树莓派与YOLOv5-Lite的那些事：配置、踩坑与部署

前言

项目设计想选个简单的，于是找了个 基于硬件的目标检测 。就YOLO嗯套呗，反正网上的例子一大把，下下来改改代码就行了吧。这不，百度搜搜就有：基于树莓派4B的YOLOv5-Lite目标检测的移植与部署（含训练教程）。稳辣！

我是这么想的。

结果发现，最新版的RaspiOS的教程很少，许多的配置界面都不一样，还遇到了各种各样的申必问题，只能自己摸索踩坑了。

环境配置

我喜欢找最新的镜像，自己配置环境。

老规矩开启三件套：WIFI、SSH、VNC。过程略。

之后安装各种依赖。需要注意的是，树莓派上面的Python包是固定死的，为了避免依赖冲突。安装包需要使用sudo apt install python3-opencv的命令。

但是有些包没有，比如python3-onnxruntime。在树莓派5 问题汇总 - 知乎找到了解决方法：

1	sudo mv /usr/lib/python3.x/EXTERNALLY-MANAGED /usr/lib/python3.x/EXTERNALLY-MANAGED.bk

其中python3.x是你树莓派上的实际Python版本。

摄像头

我喜欢选最新的，于是烧录的时候选的是最新版的RpiOS。新版的树莓派系统并没有以前的Legacy Camera配置，似乎默认已经是启用的了。但是在使用libcamera-hello时并没有显示。输入vcgencmd get_camera也显示supported=0 detected=0, libcamera interfaces=0即没检测到任何摄像头。

修改/boot/config.txt（若为新版本则是/boot/firmware/config.txt）：修改原来的摄像头检测语句：
1
2
3
#camera_auto_detect=1
gpu_mem=128
start_x=1
修改/etc/modules：在最后面添加bcm2835-v4l2，这是为了加载老驱动
重启树莓派

之后再次使用vcgencmd get_camera查询会变成supported=1 detected=1, libcamera interfaces=0，也就是正常识别到摄像头并且加载。
--------------------------------------------------
**任务说明**.
**a.** 把树莓派这篇文章从“其中python3.x是你树莓派上的实际Python版本。”一直到“detected=0, libcamera interfaces=0即没检测到任何摄像头。”的部分重写一遍，并把其中的“摄像头”一律改叫“相机”。
**b.** 按照树莓派这篇文章的说法，为了加载老驱动，要在/etc/modules的最后面加上什么？
**c.** 从树莓派这篇文章停下的地方接着往下写。
后面的列表用不上。
--------------------------------------------------
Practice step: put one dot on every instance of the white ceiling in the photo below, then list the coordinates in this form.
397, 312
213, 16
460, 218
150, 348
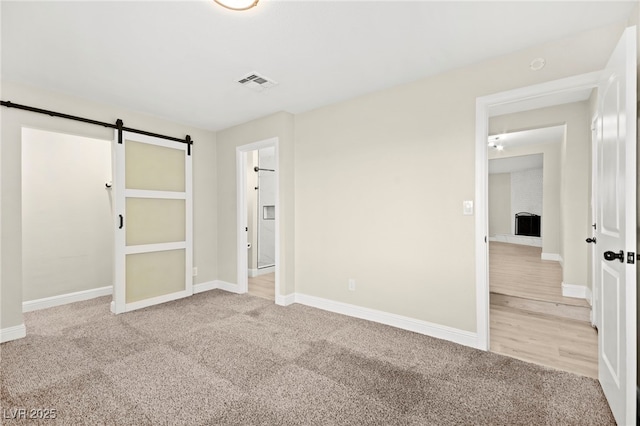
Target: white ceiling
528, 137
180, 59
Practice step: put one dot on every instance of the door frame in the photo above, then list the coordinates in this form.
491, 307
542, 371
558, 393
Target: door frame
241, 212
516, 100
121, 250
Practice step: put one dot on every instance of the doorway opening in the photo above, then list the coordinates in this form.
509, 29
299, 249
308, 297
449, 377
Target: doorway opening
261, 215
525, 244
259, 219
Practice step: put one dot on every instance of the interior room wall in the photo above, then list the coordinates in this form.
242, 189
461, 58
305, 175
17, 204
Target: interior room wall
13, 120
499, 204
402, 160
573, 195
67, 222
526, 193
551, 172
278, 125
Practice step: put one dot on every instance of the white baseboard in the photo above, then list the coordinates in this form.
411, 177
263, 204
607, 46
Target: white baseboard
12, 333
216, 284
209, 285
575, 291
63, 299
462, 337
226, 286
287, 300
551, 256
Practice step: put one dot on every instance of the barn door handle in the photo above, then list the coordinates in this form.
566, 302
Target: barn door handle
609, 255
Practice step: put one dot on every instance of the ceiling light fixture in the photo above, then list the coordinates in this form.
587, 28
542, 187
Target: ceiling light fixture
537, 64
237, 4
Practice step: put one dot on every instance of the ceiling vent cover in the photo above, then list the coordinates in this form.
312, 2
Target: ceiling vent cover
257, 82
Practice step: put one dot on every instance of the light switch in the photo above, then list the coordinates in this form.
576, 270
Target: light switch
467, 208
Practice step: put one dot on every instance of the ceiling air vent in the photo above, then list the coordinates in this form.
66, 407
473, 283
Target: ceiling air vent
257, 82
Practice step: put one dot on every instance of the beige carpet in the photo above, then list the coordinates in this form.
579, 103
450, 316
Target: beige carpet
223, 359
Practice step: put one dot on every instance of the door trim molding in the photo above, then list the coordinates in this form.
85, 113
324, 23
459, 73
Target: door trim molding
242, 266
516, 100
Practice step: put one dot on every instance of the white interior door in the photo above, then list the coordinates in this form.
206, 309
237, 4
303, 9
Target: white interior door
153, 221
615, 229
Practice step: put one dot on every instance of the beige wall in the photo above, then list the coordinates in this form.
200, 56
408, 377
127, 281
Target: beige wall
278, 125
401, 162
376, 177
573, 171
499, 204
205, 185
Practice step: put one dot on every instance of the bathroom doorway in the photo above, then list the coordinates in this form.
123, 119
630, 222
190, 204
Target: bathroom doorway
259, 219
261, 215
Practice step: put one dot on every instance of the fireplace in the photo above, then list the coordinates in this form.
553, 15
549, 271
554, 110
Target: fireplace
528, 224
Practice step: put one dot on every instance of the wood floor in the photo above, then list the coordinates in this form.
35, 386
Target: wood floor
263, 286
537, 332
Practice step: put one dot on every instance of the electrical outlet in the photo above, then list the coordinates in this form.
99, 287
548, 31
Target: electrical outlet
352, 284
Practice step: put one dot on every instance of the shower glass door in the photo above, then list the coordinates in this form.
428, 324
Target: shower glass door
266, 208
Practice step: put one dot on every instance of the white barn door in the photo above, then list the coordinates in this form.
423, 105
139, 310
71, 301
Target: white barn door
153, 221
615, 276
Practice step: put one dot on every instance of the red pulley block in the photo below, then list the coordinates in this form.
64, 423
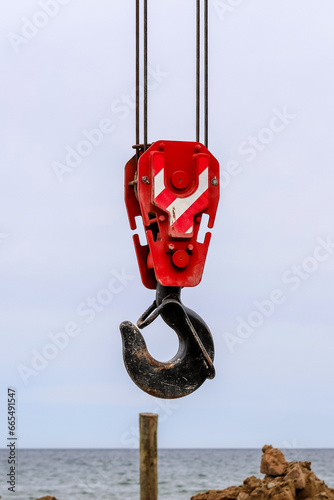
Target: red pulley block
171, 186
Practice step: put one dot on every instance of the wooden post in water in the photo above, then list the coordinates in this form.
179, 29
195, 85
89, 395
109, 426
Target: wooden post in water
148, 423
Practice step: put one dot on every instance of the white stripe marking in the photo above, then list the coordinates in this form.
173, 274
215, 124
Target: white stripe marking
159, 183
180, 205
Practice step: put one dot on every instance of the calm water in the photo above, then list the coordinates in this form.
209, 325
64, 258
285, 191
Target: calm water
113, 474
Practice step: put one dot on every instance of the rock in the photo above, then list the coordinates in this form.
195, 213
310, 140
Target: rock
273, 462
283, 481
251, 483
297, 475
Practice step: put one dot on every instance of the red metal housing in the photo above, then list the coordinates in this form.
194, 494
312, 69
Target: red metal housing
172, 186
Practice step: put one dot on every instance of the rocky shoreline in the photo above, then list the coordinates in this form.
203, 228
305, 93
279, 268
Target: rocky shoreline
283, 481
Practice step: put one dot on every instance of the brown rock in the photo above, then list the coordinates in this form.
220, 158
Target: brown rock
260, 493
283, 491
273, 462
243, 496
251, 483
283, 481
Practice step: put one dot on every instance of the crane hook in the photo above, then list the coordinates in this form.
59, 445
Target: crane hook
193, 362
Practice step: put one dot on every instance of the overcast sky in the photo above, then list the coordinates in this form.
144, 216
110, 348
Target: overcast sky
267, 291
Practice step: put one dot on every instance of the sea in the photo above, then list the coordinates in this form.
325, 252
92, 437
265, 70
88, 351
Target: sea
114, 474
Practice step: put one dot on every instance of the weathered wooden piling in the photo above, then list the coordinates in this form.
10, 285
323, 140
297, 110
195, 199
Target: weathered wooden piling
148, 423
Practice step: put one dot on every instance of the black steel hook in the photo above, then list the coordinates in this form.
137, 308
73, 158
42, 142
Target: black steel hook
192, 364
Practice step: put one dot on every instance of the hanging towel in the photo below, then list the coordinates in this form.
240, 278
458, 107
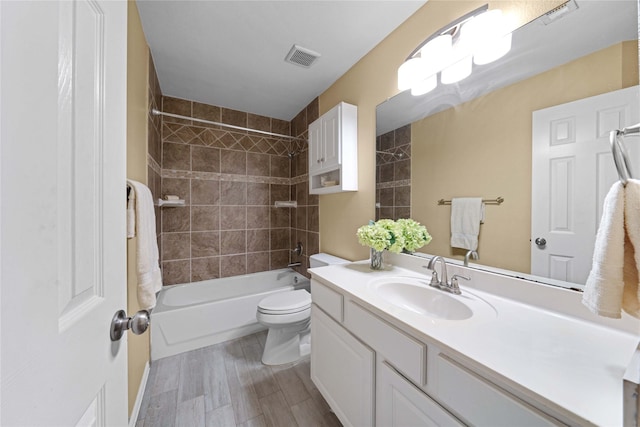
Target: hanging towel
148, 268
466, 215
131, 212
612, 284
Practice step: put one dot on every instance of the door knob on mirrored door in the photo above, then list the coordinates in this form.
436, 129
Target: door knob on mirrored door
120, 323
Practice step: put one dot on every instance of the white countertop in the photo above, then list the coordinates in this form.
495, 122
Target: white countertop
574, 367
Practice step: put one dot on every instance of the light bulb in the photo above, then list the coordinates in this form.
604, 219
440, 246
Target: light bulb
457, 71
425, 85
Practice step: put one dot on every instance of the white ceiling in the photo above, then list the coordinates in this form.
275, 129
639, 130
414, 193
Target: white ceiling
231, 53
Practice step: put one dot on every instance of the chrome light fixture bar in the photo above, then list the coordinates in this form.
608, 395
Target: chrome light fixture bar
479, 37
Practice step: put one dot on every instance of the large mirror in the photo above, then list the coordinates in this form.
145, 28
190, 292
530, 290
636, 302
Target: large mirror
474, 138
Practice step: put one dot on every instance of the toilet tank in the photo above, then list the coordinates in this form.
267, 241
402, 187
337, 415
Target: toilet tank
322, 259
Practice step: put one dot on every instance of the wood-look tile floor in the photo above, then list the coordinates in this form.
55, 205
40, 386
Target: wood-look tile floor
227, 385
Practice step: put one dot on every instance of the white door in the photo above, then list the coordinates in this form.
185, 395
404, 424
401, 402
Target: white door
62, 212
572, 171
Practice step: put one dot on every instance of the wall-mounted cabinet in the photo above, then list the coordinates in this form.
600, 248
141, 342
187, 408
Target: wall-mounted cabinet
333, 151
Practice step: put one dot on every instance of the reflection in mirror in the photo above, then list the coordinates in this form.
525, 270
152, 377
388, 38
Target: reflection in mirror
474, 138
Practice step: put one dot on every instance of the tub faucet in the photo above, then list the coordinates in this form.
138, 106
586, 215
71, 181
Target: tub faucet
470, 254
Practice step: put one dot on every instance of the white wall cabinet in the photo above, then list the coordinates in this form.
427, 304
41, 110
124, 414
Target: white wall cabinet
333, 151
415, 383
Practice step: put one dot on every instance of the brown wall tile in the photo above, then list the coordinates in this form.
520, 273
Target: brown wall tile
176, 156
258, 217
279, 238
279, 259
233, 193
205, 192
258, 240
175, 219
233, 265
257, 193
205, 218
205, 159
280, 217
205, 268
233, 242
176, 187
258, 164
233, 218
205, 244
176, 272
233, 162
402, 170
176, 246
257, 261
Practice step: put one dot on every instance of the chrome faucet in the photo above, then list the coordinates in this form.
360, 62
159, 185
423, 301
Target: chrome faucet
444, 284
472, 254
435, 282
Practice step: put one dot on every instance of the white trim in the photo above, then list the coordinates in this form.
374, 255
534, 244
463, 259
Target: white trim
133, 419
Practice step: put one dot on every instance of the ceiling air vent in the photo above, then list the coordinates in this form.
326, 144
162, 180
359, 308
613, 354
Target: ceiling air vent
559, 12
301, 56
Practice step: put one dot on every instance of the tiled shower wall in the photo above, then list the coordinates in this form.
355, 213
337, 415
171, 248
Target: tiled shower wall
154, 148
230, 181
393, 174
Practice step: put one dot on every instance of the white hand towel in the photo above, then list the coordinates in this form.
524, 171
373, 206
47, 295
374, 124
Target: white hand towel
131, 212
148, 267
466, 215
612, 284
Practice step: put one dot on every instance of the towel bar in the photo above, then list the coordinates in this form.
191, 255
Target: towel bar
496, 201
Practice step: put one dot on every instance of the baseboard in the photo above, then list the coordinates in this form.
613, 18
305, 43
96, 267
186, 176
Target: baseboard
138, 404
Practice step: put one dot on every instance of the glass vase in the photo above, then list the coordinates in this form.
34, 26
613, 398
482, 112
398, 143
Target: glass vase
377, 259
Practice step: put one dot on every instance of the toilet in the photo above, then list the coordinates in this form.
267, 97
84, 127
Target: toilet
288, 317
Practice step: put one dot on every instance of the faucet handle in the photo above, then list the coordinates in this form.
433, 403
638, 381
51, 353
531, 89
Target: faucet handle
454, 283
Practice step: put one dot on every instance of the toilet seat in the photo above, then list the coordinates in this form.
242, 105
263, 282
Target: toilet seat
285, 303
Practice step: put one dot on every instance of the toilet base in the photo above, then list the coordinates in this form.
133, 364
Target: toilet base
288, 344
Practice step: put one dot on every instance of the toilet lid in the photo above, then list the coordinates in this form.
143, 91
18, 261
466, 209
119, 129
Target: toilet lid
286, 301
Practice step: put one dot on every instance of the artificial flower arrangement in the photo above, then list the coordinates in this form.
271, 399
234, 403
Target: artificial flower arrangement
394, 236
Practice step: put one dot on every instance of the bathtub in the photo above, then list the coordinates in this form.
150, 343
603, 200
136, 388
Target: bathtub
195, 315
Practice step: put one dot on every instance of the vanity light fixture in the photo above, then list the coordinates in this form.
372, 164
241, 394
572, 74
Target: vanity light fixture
478, 37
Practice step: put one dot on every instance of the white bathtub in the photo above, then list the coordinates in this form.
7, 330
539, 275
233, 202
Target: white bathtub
200, 314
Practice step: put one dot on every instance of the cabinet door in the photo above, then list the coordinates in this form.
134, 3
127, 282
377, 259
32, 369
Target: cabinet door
343, 369
331, 122
399, 403
315, 145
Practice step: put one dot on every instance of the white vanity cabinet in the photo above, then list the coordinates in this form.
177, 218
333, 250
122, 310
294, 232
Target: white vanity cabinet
333, 145
399, 403
343, 370
416, 384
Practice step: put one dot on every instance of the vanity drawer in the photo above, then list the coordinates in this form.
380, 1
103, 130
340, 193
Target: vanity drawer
404, 352
479, 402
327, 299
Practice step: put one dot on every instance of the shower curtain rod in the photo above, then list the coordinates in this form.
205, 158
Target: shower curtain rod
178, 116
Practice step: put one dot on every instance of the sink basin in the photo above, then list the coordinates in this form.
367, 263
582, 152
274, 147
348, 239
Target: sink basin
417, 296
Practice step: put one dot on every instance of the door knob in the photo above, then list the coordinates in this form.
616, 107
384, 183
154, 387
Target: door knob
120, 323
540, 241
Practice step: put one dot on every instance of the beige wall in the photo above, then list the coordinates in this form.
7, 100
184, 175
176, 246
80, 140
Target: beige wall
368, 83
137, 76
483, 148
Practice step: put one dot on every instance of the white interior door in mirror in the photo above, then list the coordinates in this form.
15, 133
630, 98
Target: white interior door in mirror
--------------------------------------------------
**各题答案**.
**a.**
其中python3.x是你树莓派上的实际Python版本。

相机

我喜欢选最新的，于是烧录的时候选的是最新版的RpiOS。新版的树莓派系统并没有以前的Legacy Camera配置，似乎默认已经是启用的了。但是在使用libcamera-hello时并没有显示。输入vcgencmd get_camera也显示supported=0 detected=0, libcamera interfaces=0即没检测到任何相机。

**b.** bcm2835-v4l2

**c.**
但是在CV2调用时又出现了问题，无法正常读取。查询相关资料得知，最新版的RpiOS在Bullseye版本后，底层的树莓派驱动从Raspicam切换到了libcamera。因此，我们使用官方的picamera2库对摄像头进行操作：

sudo apt install -y python3-picamera2
改/boot/config.txt（若为新版本则是/boot/firmware/config.txt）：在最后根据摄像头型号添加语句：dtoverlay=ov5647

参考树莓派4B使用opencv获取Camera Module 3摄像头图像（解决无法直接获取图像的问题），封装一个函数来负责采集图像：

#!/usr/bin/python
# Picamera2_Img_et.py

from picamera2 import Picamera2
from libcamera import controls


class Imget:
    def __init__(self):
        # 创建一个Picamera2对象的实例
        self.cam = Picamera2()

        # 设置相机预览的分辨率
        # 调小一点可以显著提高帧率
        self.cam.preview_configuration.main.size = (320, 320)
        self.cam.preview_configuration.main.format = "RGB888"
        # 设置预览帧率
        self.cam.preview_configuration.controls.FrameRate = 10
        # 对预览帧进行校准
        self.cam.preview_configuration.align()
        # 配置相机为预览模式
        self.cam.configure("preview")
        # 设置相机控制参数为连续对焦模式(自动对焦)
        # 我使用的树莓派官方摄像头v1.3(ov5647)并不支持自动对焦
        # self.cam.set_controls({"AfMode": controls.AfModeEnum.Continuous})
        # 启动相机
        self.cam.start()

    def getImg(self):
        # 获取相机捕获的图像数组(numpy数组)
        frame = self.cam.capture_array()
        # 返回捕获的图像数组
        return frame

    def __del__(self):
        self.cam.stop()
        self.cam.close()

然后调用：

import cv2
from threading import Thread
import os
import time
from Picamera2_Img_et import Imget  # 导入Imget类

# 下面是老的图像采集函数，无法直接使用，需要换为上面封装的采集方式
def image_collect_old(cap):
    global count
    while True:
        success, img = cap.read()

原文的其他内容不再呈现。